WHAT TO DO: The lines from the start of the data up to and including the one with "of the bush" should be returned exactly, and nothing else.

====== THE INPUT

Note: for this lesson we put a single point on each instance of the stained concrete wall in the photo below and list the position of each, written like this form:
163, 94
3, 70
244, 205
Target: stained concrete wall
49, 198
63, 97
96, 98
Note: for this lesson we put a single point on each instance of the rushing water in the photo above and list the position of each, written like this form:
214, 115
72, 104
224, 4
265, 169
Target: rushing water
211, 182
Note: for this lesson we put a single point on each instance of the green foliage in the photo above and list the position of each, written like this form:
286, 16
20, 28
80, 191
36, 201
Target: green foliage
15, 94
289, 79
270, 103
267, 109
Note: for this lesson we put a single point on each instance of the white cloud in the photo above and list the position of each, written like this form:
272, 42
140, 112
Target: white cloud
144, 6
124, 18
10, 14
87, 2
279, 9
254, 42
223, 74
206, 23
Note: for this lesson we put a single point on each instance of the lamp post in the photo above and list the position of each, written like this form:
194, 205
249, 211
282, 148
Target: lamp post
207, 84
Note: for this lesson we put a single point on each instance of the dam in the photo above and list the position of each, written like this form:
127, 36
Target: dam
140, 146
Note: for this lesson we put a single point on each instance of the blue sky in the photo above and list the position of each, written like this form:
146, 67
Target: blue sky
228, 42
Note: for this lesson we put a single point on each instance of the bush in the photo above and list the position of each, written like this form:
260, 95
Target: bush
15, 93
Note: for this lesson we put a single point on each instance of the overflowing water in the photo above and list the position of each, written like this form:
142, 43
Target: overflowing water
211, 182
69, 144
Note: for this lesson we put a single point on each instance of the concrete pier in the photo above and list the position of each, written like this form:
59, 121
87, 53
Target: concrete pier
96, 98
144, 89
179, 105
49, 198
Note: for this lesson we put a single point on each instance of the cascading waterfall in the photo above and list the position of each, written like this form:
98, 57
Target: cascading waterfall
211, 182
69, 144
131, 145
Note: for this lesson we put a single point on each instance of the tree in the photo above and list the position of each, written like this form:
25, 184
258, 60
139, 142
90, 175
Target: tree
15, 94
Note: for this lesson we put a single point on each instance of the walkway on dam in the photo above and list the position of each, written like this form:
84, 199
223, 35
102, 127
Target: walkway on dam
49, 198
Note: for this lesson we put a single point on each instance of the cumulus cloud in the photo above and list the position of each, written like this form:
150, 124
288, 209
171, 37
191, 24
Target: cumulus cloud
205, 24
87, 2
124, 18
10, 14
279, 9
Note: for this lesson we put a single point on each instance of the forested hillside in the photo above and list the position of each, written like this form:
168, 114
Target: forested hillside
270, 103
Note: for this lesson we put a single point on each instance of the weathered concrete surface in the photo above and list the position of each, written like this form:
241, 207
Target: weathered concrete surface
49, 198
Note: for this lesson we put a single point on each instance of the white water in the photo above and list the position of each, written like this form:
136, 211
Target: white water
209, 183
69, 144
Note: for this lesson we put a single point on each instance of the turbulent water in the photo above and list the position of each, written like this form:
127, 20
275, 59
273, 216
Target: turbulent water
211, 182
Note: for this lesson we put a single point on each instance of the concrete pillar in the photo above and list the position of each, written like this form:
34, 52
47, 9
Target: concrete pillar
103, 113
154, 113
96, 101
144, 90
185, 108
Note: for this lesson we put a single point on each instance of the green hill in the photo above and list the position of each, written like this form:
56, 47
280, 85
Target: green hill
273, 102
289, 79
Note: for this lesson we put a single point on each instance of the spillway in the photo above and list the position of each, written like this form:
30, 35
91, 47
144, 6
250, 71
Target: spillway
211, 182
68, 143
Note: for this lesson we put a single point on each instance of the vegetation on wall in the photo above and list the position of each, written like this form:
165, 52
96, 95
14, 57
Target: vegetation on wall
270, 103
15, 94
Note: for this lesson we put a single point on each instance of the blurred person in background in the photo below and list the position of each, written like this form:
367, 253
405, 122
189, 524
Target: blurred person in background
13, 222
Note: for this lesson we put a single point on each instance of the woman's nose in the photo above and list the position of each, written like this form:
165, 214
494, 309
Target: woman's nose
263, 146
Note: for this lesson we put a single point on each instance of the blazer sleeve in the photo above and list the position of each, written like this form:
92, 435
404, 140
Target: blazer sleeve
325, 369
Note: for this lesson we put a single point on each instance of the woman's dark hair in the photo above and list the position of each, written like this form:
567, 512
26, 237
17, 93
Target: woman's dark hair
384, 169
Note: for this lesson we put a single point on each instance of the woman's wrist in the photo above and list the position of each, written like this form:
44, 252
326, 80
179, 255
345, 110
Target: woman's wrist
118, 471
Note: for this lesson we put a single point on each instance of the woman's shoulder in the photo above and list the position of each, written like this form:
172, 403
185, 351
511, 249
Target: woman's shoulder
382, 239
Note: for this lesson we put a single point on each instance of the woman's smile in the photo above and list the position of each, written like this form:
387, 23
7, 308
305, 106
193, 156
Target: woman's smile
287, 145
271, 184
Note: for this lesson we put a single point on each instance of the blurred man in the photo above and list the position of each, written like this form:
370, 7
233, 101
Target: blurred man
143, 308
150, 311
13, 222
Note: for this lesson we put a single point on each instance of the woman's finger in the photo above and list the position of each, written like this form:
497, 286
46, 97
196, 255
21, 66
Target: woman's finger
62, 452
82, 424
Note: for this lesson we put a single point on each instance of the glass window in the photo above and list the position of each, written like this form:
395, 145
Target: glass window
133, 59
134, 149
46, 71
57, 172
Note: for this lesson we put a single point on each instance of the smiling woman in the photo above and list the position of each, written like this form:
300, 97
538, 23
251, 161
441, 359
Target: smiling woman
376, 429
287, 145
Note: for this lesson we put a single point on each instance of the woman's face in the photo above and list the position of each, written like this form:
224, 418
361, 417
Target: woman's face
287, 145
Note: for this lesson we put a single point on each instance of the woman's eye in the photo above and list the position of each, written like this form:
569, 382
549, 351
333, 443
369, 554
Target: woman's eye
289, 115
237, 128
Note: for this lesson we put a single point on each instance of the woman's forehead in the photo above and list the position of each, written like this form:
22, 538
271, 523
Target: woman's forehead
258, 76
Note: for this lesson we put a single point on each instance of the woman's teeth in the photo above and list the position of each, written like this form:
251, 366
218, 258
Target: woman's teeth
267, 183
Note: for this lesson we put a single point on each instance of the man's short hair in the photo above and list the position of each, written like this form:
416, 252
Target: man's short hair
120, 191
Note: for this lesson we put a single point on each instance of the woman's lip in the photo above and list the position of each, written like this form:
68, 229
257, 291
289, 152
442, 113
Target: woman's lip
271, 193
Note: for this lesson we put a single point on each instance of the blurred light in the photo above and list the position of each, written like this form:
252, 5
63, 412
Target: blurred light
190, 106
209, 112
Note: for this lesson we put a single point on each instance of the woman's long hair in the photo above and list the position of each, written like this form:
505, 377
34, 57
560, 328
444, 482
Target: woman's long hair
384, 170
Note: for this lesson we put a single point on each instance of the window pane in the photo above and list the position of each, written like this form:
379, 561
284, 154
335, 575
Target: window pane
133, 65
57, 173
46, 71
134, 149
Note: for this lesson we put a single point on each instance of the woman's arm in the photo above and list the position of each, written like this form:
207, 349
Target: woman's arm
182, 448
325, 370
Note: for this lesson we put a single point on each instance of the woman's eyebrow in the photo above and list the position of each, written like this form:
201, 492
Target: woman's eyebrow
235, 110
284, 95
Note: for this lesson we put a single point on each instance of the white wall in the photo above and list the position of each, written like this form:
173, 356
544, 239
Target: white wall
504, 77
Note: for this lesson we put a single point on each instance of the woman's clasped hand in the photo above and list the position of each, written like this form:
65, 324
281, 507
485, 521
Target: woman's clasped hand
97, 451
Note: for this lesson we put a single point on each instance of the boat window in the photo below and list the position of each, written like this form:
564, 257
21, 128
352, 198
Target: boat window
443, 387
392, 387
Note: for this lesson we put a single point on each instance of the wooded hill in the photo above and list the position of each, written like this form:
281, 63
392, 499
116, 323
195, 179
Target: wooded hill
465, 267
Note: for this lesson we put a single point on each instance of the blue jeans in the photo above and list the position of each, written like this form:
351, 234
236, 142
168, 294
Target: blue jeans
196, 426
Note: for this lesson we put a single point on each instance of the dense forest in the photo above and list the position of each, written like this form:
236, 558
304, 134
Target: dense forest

============

REPLY:
Note: for this lesson we put a single point on each instance of the stained concrete wall in the photo below and list the position of each, written like this form:
163, 94
3, 70
244, 205
Target: stained concrete wall
49, 198
63, 97
96, 98
Note: for this lesson we put a single point on each instance of the rushing water in the photo above and list the position of each, written like this form:
214, 115
72, 104
224, 4
265, 169
Target: rushing water
211, 182
Note: for this lesson we put a single point on each instance of the green foliage in the photo above and list the position of each, written like this form:
286, 16
20, 28
80, 191
36, 201
Target: green foliage
15, 94
289, 79
270, 103
267, 109
Note: for this lesson we put a single point on each instance of the white cloud in the photo above and list the position of each, written like this form:
272, 42
140, 112
Target: white cloud
144, 6
124, 18
10, 14
87, 2
279, 9
254, 42
223, 74
206, 23
Note: for this lesson we put a single point on each instance of the lamp post in the photo above and list the position of each, written like this form:
194, 205
249, 211
282, 148
Target: lamp post
207, 84
Note: for this lesson we put a single point on each instance of the dam in the photo above and list the position of each, written like this form:
127, 36
Target: dam
140, 146
Note: for this lesson we put a single point on each instance of the blue sky in the photo above and list the position of each, written like this form:
146, 67
Target: blue sky
228, 42
Note: for this lesson we put a single point on each instance of the bush in the photo above and list the position of each, written like this form:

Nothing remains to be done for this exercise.